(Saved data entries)
----------
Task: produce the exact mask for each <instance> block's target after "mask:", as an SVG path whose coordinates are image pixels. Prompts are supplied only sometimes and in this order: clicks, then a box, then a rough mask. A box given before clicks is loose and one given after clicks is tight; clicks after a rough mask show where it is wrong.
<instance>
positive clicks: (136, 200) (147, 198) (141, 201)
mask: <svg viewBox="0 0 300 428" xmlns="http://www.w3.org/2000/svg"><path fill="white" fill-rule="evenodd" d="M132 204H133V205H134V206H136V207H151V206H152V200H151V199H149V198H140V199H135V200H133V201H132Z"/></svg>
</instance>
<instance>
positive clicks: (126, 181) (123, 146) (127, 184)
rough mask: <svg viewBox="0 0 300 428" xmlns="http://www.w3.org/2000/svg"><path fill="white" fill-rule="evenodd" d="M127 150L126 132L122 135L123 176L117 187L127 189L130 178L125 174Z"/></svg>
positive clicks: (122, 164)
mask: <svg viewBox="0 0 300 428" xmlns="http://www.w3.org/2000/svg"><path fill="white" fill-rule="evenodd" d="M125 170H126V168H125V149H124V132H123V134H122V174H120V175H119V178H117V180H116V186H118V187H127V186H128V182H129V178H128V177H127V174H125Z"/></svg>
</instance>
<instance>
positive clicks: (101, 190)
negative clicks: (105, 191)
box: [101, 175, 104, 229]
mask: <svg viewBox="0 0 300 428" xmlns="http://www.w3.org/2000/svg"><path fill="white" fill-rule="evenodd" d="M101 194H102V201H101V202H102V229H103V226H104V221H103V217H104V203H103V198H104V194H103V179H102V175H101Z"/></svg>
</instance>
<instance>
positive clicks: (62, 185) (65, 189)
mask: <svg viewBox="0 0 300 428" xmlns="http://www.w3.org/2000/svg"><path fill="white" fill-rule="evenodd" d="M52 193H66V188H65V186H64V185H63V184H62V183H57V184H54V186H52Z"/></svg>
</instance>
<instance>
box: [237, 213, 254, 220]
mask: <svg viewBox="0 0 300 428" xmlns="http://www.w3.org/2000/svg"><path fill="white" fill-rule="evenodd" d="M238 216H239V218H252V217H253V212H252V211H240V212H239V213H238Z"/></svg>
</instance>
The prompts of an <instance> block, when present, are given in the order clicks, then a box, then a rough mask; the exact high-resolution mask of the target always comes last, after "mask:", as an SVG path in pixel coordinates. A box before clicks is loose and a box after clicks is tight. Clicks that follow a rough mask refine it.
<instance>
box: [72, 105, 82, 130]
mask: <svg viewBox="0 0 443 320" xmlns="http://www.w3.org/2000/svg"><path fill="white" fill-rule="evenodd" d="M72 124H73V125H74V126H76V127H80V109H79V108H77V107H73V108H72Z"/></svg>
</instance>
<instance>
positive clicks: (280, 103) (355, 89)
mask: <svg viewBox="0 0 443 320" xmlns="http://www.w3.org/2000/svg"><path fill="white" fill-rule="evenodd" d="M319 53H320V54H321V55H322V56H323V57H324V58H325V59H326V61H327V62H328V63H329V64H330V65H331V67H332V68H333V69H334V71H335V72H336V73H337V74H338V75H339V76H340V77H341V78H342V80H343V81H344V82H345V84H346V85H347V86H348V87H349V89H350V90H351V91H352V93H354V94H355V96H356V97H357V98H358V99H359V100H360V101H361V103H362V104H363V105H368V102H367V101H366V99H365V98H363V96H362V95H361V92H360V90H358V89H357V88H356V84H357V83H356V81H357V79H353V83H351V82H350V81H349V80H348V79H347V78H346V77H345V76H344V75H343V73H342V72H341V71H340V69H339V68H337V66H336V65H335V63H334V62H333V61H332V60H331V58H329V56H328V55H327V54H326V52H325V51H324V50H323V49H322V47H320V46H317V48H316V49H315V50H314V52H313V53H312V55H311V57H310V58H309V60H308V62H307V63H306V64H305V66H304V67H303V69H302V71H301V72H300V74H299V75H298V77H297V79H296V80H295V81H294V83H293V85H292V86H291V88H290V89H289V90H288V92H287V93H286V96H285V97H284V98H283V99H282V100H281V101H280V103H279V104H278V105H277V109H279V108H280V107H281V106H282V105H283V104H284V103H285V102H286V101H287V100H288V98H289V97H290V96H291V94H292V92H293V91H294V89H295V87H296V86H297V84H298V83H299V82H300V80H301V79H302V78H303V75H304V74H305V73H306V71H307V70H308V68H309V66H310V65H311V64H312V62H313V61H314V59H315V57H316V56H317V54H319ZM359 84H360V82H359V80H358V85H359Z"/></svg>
----------
*Your task*: Transcribe the records above exactly, keeping every line.

*Output for this task*:
Task: produce the exact mask for each <instance> block's target after "mask:", as an SVG path whose coordinates are image pixels. Prompts are supplied only sometimes and in this order: clicks, then a box, then a rough mask. A box given before clicks is loose and one given after clicks is tight; clicks after a rough mask show where it is wrong.
<instance>
positive clicks: (136, 200) (147, 198) (141, 201)
mask: <svg viewBox="0 0 300 428" xmlns="http://www.w3.org/2000/svg"><path fill="white" fill-rule="evenodd" d="M132 204H133V205H134V206H136V207H151V206H152V200H151V199H149V198H140V199H135V200H133V201H132Z"/></svg>
</instance>
<instance>
positive clicks: (126, 181) (123, 146) (127, 184)
rough mask: <svg viewBox="0 0 300 428" xmlns="http://www.w3.org/2000/svg"><path fill="white" fill-rule="evenodd" d="M127 150L126 132L122 135L123 176L117 187L127 189L130 178L125 174Z"/></svg>
positive clicks: (122, 164)
mask: <svg viewBox="0 0 300 428" xmlns="http://www.w3.org/2000/svg"><path fill="white" fill-rule="evenodd" d="M125 170H126V168H125V149H124V132H123V134H122V174H120V175H119V178H117V180H116V186H118V187H127V186H128V182H129V178H128V177H127V174H125Z"/></svg>
</instance>
<instance>
positive clicks: (101, 190)
negative clicks: (105, 191)
box: [101, 175, 104, 229]
mask: <svg viewBox="0 0 300 428" xmlns="http://www.w3.org/2000/svg"><path fill="white" fill-rule="evenodd" d="M101 194H102V201H101V202H102V229H103V226H104V221H103V217H104V203H103V198H104V194H103V179H102V175H101Z"/></svg>
</instance>
<instance>
positive clicks: (62, 185) (65, 189)
mask: <svg viewBox="0 0 300 428" xmlns="http://www.w3.org/2000/svg"><path fill="white" fill-rule="evenodd" d="M52 193H66V188H65V186H64V185H63V184H62V183H57V184H54V186H52Z"/></svg>
</instance>
<instance>
box: [237, 213, 254, 220]
mask: <svg viewBox="0 0 300 428" xmlns="http://www.w3.org/2000/svg"><path fill="white" fill-rule="evenodd" d="M238 216H239V218H252V217H253V212H252V211H240V212H239V213H238Z"/></svg>
</instance>
The prompts of an <instance> block, when present, are given in the order clicks, then a box, then a rough mask; the exact high-resolution mask of the target always comes last, after "mask:", as an SVG path in pixel coordinates. A box before clicks is loose and a box after clicks is tight. Clicks that follow a rough mask refine it.
<instance>
box: [72, 105, 82, 130]
mask: <svg viewBox="0 0 443 320" xmlns="http://www.w3.org/2000/svg"><path fill="white" fill-rule="evenodd" d="M72 124H73V125H74V126H76V127H80V109H79V108H77V107H73V108H72Z"/></svg>
</instance>
<instance>
positive clicks: (280, 103) (355, 89)
mask: <svg viewBox="0 0 443 320" xmlns="http://www.w3.org/2000/svg"><path fill="white" fill-rule="evenodd" d="M319 53H320V54H321V55H322V56H323V57H324V58H325V59H326V61H327V62H328V63H329V64H330V65H331V67H332V68H333V69H334V71H335V72H336V73H337V74H338V75H339V76H340V77H341V78H342V80H343V81H344V82H345V84H346V85H347V86H348V87H349V89H350V90H351V91H352V93H354V94H355V96H356V97H357V98H358V99H359V100H360V101H361V103H362V104H363V105H368V102H367V101H366V99H365V98H363V96H362V95H361V92H360V90H358V89H357V88H356V84H357V83H356V81H357V79H353V83H351V82H350V81H349V80H348V79H347V78H346V77H345V76H344V75H343V73H342V72H341V71H340V69H339V68H337V66H336V65H335V63H334V62H333V61H332V60H331V58H329V56H328V55H327V54H326V52H325V51H324V50H323V49H322V47H320V46H317V48H316V49H315V50H314V52H313V53H312V55H311V57H310V58H309V60H308V62H307V63H306V64H305V66H304V67H303V69H302V71H301V72H300V74H299V75H298V77H297V79H296V80H295V81H294V83H293V85H292V86H291V88H290V89H289V90H288V92H287V93H286V96H285V97H284V98H283V99H282V100H281V101H280V103H279V104H278V105H277V109H279V108H280V107H281V106H282V105H283V104H284V103H285V102H286V101H287V100H288V98H289V97H290V96H291V94H292V92H293V91H294V89H295V87H296V86H297V84H298V83H299V82H300V80H301V79H302V78H303V75H304V74H305V73H306V71H307V70H308V68H309V66H310V65H311V64H312V62H313V61H314V59H315V57H316V56H317V54H319ZM359 84H360V82H359V80H358V85H359Z"/></svg>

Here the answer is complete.